● What the task asks
Print each record below exactly as it appears.

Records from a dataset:
☆ ☆ ☆ ☆ ☆

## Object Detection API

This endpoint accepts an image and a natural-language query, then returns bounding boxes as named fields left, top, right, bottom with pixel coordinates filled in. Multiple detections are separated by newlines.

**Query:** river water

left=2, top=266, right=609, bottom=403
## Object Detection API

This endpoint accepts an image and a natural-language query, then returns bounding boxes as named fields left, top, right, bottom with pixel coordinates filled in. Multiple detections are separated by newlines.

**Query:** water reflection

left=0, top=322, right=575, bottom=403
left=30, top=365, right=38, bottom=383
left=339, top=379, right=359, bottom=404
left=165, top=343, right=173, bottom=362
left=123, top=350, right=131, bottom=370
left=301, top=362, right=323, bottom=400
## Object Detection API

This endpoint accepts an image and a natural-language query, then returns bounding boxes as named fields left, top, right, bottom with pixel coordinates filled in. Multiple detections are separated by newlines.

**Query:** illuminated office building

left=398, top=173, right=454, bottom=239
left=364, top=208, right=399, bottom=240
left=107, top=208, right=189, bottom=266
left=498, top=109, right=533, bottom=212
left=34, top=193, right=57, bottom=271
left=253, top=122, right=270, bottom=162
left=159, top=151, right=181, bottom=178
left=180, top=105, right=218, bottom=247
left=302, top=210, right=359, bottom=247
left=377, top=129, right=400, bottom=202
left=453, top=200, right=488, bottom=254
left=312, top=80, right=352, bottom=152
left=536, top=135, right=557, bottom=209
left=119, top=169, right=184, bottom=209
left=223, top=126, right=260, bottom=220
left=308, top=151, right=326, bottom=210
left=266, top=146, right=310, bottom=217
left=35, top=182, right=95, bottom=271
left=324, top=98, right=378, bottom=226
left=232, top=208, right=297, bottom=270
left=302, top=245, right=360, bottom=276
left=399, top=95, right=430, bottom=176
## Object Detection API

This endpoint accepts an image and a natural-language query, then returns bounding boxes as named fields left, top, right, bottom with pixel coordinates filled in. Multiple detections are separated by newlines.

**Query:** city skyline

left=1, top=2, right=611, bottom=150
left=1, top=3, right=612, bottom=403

☆ ☆ ☆ ☆ ☆

● Exercise result
## Object Detection API

This endpoint accepts an image and a natural-language query, then returns bounding boxes as named fields left, top, right, bottom with pixel coordinates filled in. Multiple detections are separated by newlines.

**Query:** river water

left=2, top=266, right=609, bottom=403
## Object Detection API

This endpoint accepts an image and a natural-language query, then returns bounding boxes as named fields left, top, right, bottom with pixel coordinates filled in. Multiple detections are separated by newlines.

**Query:** water reflection

left=0, top=322, right=575, bottom=403
left=30, top=365, right=38, bottom=383
left=339, top=379, right=359, bottom=404
left=165, top=343, right=173, bottom=362
left=123, top=350, right=131, bottom=370
left=301, top=362, right=323, bottom=400
## Object Detection API

This endpoint accepts an image and a natural-language query, then returns bounding boxes as named fields left, top, right, bottom with pixel coordinates filled in. Multiple detections are separated by newlines.

**Query:** illuminated office building

left=398, top=173, right=454, bottom=239
left=364, top=208, right=399, bottom=240
left=107, top=208, right=189, bottom=266
left=498, top=109, right=533, bottom=212
left=34, top=193, right=57, bottom=271
left=253, top=122, right=270, bottom=162
left=159, top=151, right=181, bottom=178
left=180, top=105, right=218, bottom=247
left=302, top=210, right=359, bottom=247
left=377, top=129, right=400, bottom=202
left=453, top=200, right=488, bottom=254
left=312, top=80, right=352, bottom=152
left=536, top=135, right=557, bottom=209
left=119, top=169, right=184, bottom=209
left=223, top=126, right=260, bottom=220
left=308, top=151, right=326, bottom=210
left=266, top=146, right=310, bottom=217
left=35, top=182, right=95, bottom=271
left=324, top=98, right=378, bottom=226
left=232, top=208, right=297, bottom=270
left=302, top=245, right=360, bottom=276
left=399, top=95, right=430, bottom=176
## Object Detection API

This endpoint accepts an image and a natural-language query, then returns bounding boxes as named fields left, top, right, bottom with pixel coordinates filled in. Multiple detections are separated by newlines.

**Query:** city skyline

left=1, top=2, right=611, bottom=150
left=1, top=3, right=612, bottom=403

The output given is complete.